Where the word "road" occurs in a line of the listing, please copy the line.

..............................

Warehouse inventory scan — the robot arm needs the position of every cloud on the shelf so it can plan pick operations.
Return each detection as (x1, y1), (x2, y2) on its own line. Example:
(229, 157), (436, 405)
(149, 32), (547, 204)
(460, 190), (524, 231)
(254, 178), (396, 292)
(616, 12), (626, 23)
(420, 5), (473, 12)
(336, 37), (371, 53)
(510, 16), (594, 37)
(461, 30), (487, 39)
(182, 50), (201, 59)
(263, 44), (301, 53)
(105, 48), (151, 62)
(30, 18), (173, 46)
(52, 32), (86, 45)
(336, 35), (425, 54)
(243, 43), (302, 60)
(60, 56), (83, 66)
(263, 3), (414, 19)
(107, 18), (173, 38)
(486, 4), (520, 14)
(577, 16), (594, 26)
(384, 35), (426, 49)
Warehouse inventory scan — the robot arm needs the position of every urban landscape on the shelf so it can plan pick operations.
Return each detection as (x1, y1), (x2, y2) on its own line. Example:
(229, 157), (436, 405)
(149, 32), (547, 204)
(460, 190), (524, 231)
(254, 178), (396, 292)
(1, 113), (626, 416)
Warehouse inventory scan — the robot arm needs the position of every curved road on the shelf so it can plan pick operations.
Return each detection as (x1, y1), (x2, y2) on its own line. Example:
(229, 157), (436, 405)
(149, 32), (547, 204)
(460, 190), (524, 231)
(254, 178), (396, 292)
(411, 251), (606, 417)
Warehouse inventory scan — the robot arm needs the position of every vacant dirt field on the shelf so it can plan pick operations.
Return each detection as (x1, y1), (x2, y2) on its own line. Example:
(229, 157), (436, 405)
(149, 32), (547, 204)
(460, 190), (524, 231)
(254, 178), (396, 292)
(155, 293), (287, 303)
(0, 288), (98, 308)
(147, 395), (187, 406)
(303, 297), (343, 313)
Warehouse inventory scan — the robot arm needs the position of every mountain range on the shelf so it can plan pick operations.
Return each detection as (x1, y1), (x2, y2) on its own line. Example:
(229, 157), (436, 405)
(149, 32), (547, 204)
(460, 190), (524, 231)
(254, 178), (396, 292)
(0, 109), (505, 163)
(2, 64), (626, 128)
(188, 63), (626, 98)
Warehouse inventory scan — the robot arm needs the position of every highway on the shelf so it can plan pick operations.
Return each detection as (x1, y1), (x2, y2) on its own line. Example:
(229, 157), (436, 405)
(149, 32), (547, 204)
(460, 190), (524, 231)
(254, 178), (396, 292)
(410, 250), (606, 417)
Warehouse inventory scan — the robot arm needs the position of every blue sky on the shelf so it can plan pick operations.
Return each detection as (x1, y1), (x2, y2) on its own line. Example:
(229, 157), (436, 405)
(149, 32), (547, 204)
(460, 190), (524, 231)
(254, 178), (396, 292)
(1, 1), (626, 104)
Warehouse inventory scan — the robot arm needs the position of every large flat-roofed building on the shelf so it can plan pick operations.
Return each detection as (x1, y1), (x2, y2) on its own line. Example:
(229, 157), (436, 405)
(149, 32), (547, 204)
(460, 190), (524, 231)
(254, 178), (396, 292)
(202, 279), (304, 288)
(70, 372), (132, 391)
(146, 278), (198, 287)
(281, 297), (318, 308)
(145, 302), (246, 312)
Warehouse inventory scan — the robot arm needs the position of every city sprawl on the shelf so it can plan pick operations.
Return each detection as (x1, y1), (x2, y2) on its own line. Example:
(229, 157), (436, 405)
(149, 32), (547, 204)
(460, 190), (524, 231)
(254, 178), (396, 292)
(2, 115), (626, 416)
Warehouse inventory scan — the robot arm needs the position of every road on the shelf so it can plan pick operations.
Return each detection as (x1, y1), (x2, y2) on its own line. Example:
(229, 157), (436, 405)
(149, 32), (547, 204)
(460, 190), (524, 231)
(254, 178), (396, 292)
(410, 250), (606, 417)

..............................

Answer for this exercise:
Warehouse inventory scan — the robot arm needs the position of every curved road on the shelf so it can plan pick operations.
Warehouse inventory scan — the robot arm needs the position of every road on the shelf so it can plan pick operations.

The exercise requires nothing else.